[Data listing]
============

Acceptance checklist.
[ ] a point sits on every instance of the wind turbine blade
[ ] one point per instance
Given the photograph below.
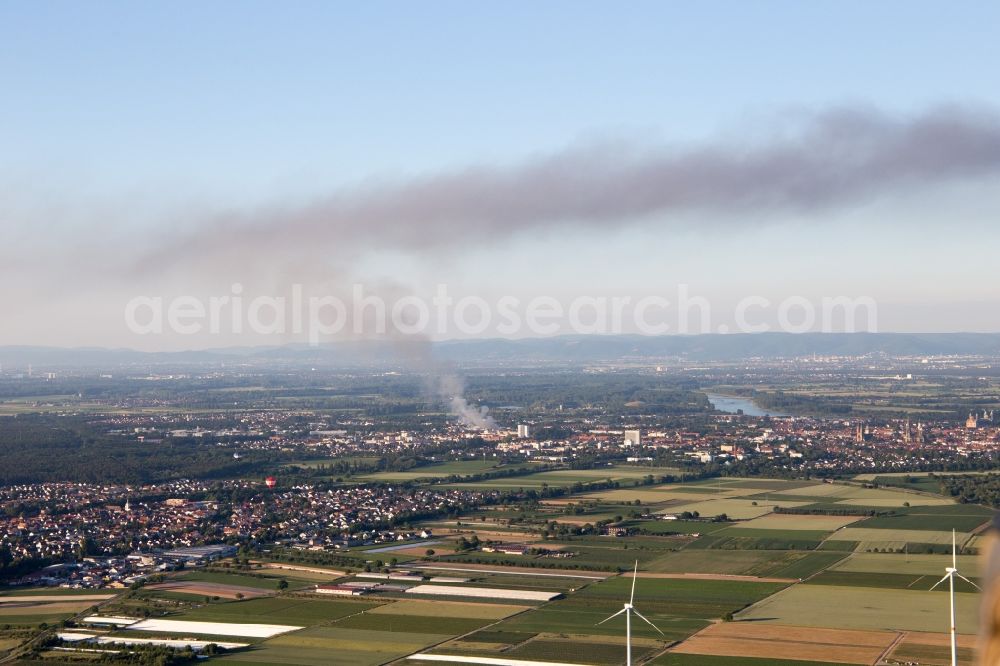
(968, 581)
(634, 576)
(648, 622)
(612, 617)
(940, 581)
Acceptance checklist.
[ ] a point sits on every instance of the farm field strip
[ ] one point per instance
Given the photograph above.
(212, 628)
(788, 642)
(882, 609)
(885, 535)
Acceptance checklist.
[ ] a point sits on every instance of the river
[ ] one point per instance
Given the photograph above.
(732, 404)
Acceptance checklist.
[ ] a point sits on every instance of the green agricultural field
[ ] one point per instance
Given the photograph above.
(55, 591)
(410, 623)
(437, 471)
(802, 565)
(865, 608)
(900, 501)
(679, 607)
(892, 538)
(920, 521)
(568, 477)
(462, 609)
(960, 517)
(762, 563)
(674, 659)
(739, 509)
(722, 562)
(290, 610)
(352, 647)
(758, 540)
(578, 652)
(886, 580)
(899, 563)
(843, 491)
(230, 579)
(777, 534)
(676, 526)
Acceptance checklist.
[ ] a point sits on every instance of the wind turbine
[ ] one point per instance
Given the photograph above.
(628, 610)
(952, 571)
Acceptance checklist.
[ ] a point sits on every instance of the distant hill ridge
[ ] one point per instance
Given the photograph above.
(570, 348)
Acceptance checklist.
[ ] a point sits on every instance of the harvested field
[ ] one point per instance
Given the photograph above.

============

▶ The task:
From the listing, extract all text exactly as given and drop any picture.

▶ Solution below:
Acceptance checklist.
[ ] a point sits on every instance of the wind turbine blade
[ ] one point per instance
Given the photograph below.
(968, 581)
(634, 576)
(648, 622)
(612, 617)
(940, 581)
Acceptance checklist.
[ ] a point sits on every instance of the farm field strip
[ ] one point per instance
Given the photograph above.
(212, 628)
(788, 642)
(882, 609)
(885, 535)
Acceptance checklist.
[ ] a point sits on every instance of the river
[ ] one point per instance
Given the photograph above.
(732, 404)
Acceptance checklist.
[ ] a point sits on every instance of the green agricultural field
[ ] one point per instance
Given the photograph above.
(55, 591)
(410, 623)
(437, 471)
(802, 565)
(865, 608)
(900, 501)
(679, 607)
(892, 538)
(920, 521)
(568, 477)
(462, 609)
(960, 517)
(762, 563)
(674, 659)
(739, 509)
(722, 562)
(290, 610)
(352, 647)
(758, 540)
(578, 652)
(886, 580)
(899, 563)
(843, 491)
(230, 579)
(777, 534)
(676, 526)
Acceptance checklist.
[ ] a point sits on every instance of the wind turbine
[ ] one point per instance
Given the photograph above.
(628, 610)
(952, 571)
Acceptance checklist.
[ ] a point sits on every instance of the distant hill ridge
[ ] one point per instance
Given the photograph above.
(570, 348)
Acceptance checklist.
[ ] a point sits on every instance of the harvested field
[ ] one point per instance
Given the photograph above.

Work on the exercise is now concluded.